Change "Put a point" to "Place a point" throughout the listing below. Write out every line again with nothing else altered.

_ _ _ _

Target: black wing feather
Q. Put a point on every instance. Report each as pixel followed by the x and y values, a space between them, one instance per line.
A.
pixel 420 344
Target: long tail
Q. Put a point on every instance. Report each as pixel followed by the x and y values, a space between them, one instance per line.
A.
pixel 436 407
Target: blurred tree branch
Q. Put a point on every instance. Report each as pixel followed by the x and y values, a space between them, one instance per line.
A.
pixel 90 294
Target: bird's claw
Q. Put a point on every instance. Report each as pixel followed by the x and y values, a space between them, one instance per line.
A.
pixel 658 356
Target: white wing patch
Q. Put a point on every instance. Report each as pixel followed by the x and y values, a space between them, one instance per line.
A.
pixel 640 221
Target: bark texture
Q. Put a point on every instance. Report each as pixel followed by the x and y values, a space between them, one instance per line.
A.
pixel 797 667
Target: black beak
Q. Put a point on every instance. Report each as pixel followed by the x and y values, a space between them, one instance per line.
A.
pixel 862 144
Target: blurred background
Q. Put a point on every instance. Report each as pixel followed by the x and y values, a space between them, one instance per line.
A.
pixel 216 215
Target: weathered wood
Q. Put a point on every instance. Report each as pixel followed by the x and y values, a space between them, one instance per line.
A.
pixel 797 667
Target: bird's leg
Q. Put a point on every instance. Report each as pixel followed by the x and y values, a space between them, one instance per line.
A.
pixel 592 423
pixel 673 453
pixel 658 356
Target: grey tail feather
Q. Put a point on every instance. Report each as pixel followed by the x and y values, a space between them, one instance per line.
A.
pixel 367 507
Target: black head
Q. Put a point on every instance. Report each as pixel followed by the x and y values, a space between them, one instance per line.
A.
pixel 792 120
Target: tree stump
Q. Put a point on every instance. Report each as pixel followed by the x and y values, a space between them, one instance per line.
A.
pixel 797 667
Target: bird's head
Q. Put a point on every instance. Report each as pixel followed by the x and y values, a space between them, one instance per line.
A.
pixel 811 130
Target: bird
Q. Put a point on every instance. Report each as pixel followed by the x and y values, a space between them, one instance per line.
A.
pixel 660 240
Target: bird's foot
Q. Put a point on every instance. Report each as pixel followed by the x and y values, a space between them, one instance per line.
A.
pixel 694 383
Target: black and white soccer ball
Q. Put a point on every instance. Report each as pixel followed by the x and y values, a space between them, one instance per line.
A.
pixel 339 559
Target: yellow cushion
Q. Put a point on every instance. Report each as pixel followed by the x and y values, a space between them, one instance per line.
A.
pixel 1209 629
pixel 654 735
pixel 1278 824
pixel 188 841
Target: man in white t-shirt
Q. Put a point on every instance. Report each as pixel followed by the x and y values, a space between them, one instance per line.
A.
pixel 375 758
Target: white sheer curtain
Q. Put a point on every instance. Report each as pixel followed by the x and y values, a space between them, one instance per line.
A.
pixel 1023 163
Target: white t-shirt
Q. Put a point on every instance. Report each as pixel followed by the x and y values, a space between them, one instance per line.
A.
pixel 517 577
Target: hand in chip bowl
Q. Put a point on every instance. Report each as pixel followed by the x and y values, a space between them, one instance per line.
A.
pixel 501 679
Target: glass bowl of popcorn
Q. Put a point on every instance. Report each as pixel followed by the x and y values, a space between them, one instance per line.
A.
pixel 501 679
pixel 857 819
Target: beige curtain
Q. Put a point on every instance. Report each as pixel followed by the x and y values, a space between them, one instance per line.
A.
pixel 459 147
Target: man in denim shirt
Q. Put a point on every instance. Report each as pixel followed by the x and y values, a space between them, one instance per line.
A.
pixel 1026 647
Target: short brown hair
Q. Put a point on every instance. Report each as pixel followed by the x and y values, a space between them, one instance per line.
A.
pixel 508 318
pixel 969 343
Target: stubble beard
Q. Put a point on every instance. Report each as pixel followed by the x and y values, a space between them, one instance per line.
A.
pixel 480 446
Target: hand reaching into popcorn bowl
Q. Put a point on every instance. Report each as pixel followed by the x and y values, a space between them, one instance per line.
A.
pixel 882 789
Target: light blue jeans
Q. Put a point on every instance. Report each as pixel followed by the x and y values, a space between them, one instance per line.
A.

_ _ _ _

• _Final result_
Target: black wing feather
Q. Place a point on every instance. Report each as pixel followed by the x and y values, a space between them, one instance per line.
A.
pixel 420 344
Target: long tail
Q. Place a point on every instance. Report each as pixel followed by the x and y values, a space between them, one instance per line.
A.
pixel 436 407
Target: blurred tree branch
Q. Place a point on every instance. Report each as pixel followed by the x and y values, a space between them, one instance per line.
A.
pixel 90 294
Target: bird's claw
Q. Place a point on every instance. Report each as pixel followed by the x and y values, a space between them, one instance per line.
A.
pixel 658 356
Target: white wing patch
Q. Place a point on every instance. Report each as pixel followed by the x and y values, a space between them, one instance per line.
A.
pixel 640 221
Target: bark texture
Q. Place a point on every instance. Report each as pixel followed by the x and y values, a space between them, one instance per line.
A.
pixel 797 667
Target: black beak
Q. Place a point on every instance. Report each as pixel followed by the x and y values, a space between them, one instance per line.
A.
pixel 862 144
Target: blurred background
Q. Place a point on every instance. Report each as pixel followed by the x and y values, a space between them, one instance per line.
A.
pixel 216 215
Target: weathered wood
Q. Place a point on every instance. Report each as pixel followed by the x and y values, a space between them, one instance per line.
A.
pixel 797 667
Target: bird's leg
Q. Place a point on every instance. Report each as pixel followed by the x and y values, a space between them, one instance per line.
A.
pixel 592 423
pixel 673 453
pixel 658 356
Target: grey tail feather
Q. Place a point on every instance. Report each as pixel followed by the x and y values, a space between them, one instance per line.
A.
pixel 367 507
Target: black head
Q. Place a point on every instance. Report each as pixel followed by the x and y values, a space between them, one instance per line.
A.
pixel 792 120
Target: tree stump
Q. Place a point on every instance. Report each as pixel followed by the x and y values, a space between them, one instance per line.
A.
pixel 797 667
Target: bird's head
Q. Place a point on every instance. Report each as pixel followed by the x and y values, a space between them, one instance per line.
A.
pixel 811 130
Target: bird
Q. Place a point on every instance. Report each as pixel followed by the x and y values, a space between them, one instance per line.
A.
pixel 660 240
Target: bird's foot
Q. Place a point on every instance. Report each as pixel followed by the x and y values, a space between them, one instance per line.
A.
pixel 694 383
Target: black and white soccer ball
Q. Place a point on every instance. Report each as pixel followed by the x and y values, a space between them, one instance per line.
A.
pixel 339 559
Target: yellow cushion
Q. Place a point on every instance. Report each as pixel followed by the x and y values, a space between them, one instance per line.
A.
pixel 1209 629
pixel 654 735
pixel 1278 824
pixel 188 841
Target: man in white t-shirt
Q. Place a point on every instance. Report each as pixel followed by the x and y values, a space between them, one instance per line.
A.
pixel 375 758
Target: white sheer curtain
Q. Place a point on every instance. Report each as pixel followed by the x and y values, a space between them, one instance per line.
A.
pixel 1023 163
Target: white t-shirt
Q. Place a point on every instance. Report each as pixel followed by the x and y values, a space between them, one instance per line.
A.
pixel 517 577
Target: hand in chip bowl
Q. Place a point on every instance. Report each as pixel followed by the x and y values, a space between them, one instance per line.
A.
pixel 501 679
Target: glass bowl of popcorn
Q. Place a point on every instance. Report each as pixel followed by the x and y values, a space between them, one instance per line.
A.
pixel 501 679
pixel 857 819
Target: beige curtain
Q. Place a point on every instance. Report each as pixel followed by the x and y values, a space between them, one instance per line.
A.
pixel 459 147
Target: man in denim shirt
Q. Place a point on every instance. Report each as pixel followed by the x and y values, a space between them, one instance per line.
A.
pixel 1026 647
Target: short brown hair
Q. Place a point on every instance. Report each as pixel followed by the x and y values, a space between them, one instance per line.
A.
pixel 508 318
pixel 969 343
Target: stubble beard
Q. Place a point on every instance. Report each as pixel followed by the x and y values, a space between them, one instance per line.
A.
pixel 480 446
Target: hand reaching into popcorn bowl
Q. Place a point on every instance. Report each as pixel followed by the x and y values, a space between them, one instance per line.
A.
pixel 882 789
Target: light blue jeans
Q. Place a point on every instance. Report each as pixel followed by the x and y values, a space between them, one instance per line.
A.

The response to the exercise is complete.